* **WORK INSTRUCTIONS**:
Omitting all images, output the entries that follow exactly as written.

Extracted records

[Start of Attachment]

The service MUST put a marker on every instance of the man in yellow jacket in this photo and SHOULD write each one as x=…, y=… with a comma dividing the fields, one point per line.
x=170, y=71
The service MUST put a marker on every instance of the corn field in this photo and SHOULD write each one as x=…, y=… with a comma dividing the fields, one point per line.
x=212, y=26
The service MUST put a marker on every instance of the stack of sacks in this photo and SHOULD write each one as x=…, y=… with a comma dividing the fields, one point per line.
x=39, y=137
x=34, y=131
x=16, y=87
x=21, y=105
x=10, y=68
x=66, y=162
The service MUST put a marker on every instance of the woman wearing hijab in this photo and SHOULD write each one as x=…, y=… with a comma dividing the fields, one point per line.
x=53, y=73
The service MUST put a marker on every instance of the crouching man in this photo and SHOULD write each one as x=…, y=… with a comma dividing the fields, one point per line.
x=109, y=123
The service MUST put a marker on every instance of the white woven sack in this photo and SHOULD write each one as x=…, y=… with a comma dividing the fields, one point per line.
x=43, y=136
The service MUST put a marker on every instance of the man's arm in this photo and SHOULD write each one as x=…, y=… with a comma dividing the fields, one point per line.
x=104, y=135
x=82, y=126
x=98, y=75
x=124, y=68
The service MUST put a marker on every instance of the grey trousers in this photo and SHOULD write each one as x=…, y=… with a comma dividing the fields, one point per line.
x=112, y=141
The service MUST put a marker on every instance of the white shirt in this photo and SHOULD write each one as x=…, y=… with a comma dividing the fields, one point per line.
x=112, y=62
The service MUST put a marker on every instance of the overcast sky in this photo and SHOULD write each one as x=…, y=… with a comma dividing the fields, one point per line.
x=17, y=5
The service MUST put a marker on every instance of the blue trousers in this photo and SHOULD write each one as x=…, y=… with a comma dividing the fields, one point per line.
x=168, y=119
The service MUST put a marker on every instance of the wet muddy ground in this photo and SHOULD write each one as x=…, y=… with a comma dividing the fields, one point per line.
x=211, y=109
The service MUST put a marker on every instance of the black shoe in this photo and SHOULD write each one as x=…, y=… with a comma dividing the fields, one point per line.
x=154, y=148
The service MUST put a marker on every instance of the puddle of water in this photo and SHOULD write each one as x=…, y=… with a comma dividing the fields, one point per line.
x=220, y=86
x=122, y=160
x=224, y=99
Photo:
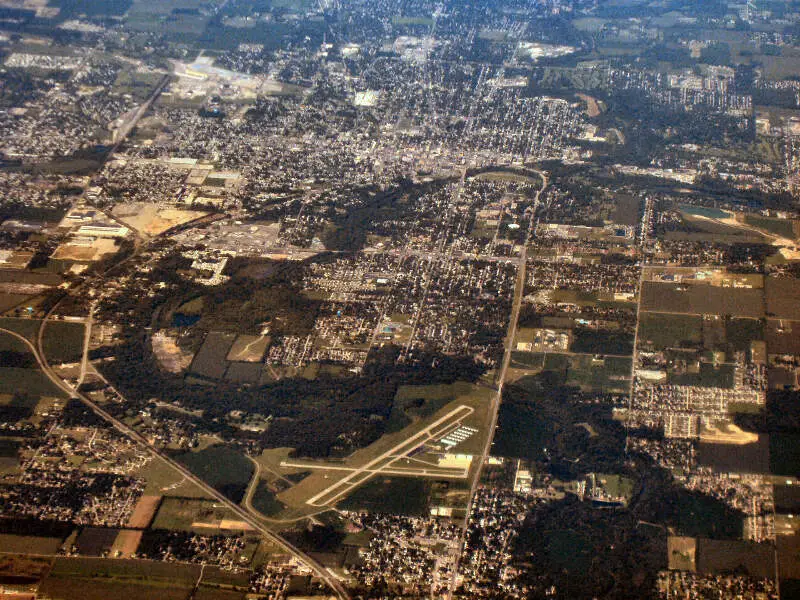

[End of Attachment]

* **ANSWER SECTION**:
The service MUST put a marker on every instance of the man in yellow jacket in this photo and SHOULD write each one as x=…, y=… with a comma dividing the fields, one point per line.
x=170, y=71
The service MUST put a marker on every instance of the corn field in this photo and SHOULD write each one as x=…, y=… with a comma dividing the fields, one point per line.
x=212, y=26
The service MUST put a marker on every instance of the stack of sacks in this photo and SHOULD write each one as x=…, y=… with a comma dividing the fields, one point per line.
x=39, y=137
x=34, y=131
x=16, y=87
x=21, y=105
x=10, y=68
x=66, y=162
The service MUST put a marker on every instance of the woman wearing hijab in this photo and SHOULD write each one as x=…, y=… with a comma dividing the fields, one point per line.
x=53, y=73
The service MUST put a marker on every instance of the crouching man in this photo and SHOULD write each one as x=…, y=… with a comma dividing the fields, one point per line.
x=109, y=123
The service MUST put a marker on every instance of the white woven sack in this photo and SHOULD write each one as x=…, y=… with a comma dividing the fields, one point per line.
x=43, y=136
The service MUST put a marker on every instance of the man's arm in this photo and SHOULD write each one as x=…, y=… with a comma dividing the fields, one point per line.
x=104, y=135
x=82, y=126
x=98, y=75
x=124, y=68
The service MUST put a marker on every instance of the grey trousers in this photo and SHOULD write each one as x=…, y=… with a comma dividing the fields, one point per line.
x=112, y=141
The service MUST put a marker on every instance of the white shirt in this photo and SHOULD write each one as x=…, y=… with a comma dividing the fields, one point per line.
x=112, y=62
The service MUST put a marker on every instance of the overcast sky in this photo and SHOULD write each one as x=…, y=… with a comma dividing the fields, one point per line.
x=17, y=5
The service MUST put a marker on every instance of the blue trousers in this photo and SHOULD write each one as x=…, y=… with a comma dividing the fields, one point per line.
x=168, y=119
The service MUST put a marker on every instance of the wet muddy ground in this photo and SHOULD write each one as x=…, y=… with a comma dividing the fields, one point per line.
x=211, y=109
The service MUST put a marker on every instance of the black shoe in this photo and SHOULD write each one as x=…, y=… with a comma dividing the fields, one point per line.
x=154, y=148
The service MUST put a marker on every instance of the puddle of water in this photo and SHOULD write each one as x=…, y=… with a comma dividing the fields, one point per line.
x=220, y=86
x=122, y=160
x=224, y=99
Photo:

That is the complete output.